* _The task_: Keep only the lines of the data below that contain the string "caramel" and copy each of them out. The match is case-sensitive.

* _Entries shown_:
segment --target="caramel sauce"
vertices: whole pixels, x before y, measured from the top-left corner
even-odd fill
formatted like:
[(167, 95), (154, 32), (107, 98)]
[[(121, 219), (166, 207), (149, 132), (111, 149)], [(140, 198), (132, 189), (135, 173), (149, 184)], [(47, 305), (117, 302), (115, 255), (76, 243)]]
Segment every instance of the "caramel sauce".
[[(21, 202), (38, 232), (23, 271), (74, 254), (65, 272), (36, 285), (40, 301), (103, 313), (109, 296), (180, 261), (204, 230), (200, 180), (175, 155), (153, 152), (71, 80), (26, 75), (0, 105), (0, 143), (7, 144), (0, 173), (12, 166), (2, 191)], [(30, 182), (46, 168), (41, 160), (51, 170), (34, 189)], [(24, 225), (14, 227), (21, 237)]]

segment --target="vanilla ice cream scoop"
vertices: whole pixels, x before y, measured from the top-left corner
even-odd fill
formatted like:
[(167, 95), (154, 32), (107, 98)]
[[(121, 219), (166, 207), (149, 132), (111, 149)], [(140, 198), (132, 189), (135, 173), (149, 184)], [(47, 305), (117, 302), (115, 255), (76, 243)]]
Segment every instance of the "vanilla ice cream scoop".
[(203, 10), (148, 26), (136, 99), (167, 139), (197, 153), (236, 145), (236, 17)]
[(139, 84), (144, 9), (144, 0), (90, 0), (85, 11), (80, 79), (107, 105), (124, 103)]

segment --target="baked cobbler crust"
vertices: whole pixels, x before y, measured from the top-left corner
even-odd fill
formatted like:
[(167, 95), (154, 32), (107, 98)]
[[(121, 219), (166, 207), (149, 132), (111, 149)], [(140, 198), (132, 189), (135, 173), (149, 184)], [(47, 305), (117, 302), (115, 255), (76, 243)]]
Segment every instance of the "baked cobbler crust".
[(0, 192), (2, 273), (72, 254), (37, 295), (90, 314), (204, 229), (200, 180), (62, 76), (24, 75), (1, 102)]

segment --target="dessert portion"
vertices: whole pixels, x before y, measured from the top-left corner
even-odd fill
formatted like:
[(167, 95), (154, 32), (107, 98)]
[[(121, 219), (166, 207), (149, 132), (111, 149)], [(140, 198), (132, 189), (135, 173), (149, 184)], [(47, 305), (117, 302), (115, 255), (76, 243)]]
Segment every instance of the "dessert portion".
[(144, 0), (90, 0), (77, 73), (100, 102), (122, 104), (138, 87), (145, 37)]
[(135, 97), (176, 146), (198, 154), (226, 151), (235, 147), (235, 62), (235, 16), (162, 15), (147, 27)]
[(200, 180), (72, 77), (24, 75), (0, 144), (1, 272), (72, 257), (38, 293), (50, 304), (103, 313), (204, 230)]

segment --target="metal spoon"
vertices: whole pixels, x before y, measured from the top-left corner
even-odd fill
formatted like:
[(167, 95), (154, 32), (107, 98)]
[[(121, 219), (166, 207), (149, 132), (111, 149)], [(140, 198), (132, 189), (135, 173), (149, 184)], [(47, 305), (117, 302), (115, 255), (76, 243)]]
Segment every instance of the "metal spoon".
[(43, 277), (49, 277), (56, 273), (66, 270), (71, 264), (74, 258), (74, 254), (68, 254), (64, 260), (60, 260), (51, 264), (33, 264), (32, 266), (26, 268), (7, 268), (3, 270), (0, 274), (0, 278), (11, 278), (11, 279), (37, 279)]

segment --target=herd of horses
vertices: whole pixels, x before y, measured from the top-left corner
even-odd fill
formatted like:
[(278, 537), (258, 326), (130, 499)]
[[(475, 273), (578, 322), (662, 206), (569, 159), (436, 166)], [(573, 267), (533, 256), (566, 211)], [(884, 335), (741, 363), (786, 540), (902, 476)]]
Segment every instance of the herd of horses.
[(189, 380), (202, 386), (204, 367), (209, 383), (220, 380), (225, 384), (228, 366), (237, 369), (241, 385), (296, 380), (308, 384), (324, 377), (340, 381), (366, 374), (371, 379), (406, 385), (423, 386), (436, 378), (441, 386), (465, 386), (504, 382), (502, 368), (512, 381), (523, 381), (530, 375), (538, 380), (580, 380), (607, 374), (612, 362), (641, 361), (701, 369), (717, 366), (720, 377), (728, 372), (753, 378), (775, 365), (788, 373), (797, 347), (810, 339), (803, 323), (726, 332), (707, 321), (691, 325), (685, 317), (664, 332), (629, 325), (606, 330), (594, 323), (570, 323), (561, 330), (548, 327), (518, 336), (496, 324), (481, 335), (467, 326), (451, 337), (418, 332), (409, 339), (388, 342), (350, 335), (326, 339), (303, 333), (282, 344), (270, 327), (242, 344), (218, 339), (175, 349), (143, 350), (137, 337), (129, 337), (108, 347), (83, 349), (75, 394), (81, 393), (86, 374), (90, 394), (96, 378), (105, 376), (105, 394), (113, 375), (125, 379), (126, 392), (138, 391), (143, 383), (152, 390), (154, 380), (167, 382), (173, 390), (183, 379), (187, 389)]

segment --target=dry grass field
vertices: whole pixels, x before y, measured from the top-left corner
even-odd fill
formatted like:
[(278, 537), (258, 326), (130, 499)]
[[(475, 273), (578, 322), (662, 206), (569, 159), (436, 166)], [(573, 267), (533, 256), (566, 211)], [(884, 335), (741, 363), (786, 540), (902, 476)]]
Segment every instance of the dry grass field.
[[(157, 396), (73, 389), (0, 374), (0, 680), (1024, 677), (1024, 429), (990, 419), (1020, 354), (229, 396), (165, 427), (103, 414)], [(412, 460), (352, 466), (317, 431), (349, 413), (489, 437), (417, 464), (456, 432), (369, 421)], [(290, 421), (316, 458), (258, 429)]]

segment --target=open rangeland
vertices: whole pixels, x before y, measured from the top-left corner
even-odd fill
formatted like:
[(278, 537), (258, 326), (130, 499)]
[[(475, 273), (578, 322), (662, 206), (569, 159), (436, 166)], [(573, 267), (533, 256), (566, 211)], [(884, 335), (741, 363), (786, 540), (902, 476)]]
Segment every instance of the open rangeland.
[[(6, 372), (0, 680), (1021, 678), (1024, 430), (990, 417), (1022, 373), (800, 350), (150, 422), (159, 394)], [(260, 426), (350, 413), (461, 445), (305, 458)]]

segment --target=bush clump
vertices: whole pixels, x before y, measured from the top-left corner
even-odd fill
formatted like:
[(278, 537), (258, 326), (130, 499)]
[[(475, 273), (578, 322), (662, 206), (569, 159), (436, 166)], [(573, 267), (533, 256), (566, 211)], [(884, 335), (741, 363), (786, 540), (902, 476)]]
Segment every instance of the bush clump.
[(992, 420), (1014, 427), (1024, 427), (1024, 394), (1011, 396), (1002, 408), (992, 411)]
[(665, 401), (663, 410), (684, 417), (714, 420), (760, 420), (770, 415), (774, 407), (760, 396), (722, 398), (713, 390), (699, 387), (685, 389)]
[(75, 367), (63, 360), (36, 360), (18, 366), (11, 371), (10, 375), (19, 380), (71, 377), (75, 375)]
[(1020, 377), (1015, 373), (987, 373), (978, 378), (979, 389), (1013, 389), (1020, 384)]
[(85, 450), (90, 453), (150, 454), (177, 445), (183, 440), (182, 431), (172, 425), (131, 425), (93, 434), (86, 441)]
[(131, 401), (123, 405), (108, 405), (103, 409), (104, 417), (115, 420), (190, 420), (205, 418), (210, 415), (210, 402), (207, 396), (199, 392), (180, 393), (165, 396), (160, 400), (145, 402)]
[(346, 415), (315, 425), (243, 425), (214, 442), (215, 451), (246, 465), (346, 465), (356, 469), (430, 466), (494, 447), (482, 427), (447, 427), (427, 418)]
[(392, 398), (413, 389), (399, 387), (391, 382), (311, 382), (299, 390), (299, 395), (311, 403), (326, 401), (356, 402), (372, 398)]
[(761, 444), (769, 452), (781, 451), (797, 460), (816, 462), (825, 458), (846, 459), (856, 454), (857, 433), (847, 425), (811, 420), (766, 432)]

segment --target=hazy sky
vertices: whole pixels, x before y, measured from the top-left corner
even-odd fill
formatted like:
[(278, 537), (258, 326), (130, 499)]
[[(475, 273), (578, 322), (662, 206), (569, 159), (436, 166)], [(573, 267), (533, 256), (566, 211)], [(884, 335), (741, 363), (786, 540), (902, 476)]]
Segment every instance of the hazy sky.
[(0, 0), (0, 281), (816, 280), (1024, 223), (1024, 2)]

* _Solution to this problem_:
segment --target="caramel sauce"
Segment every instance of the "caramel sauce".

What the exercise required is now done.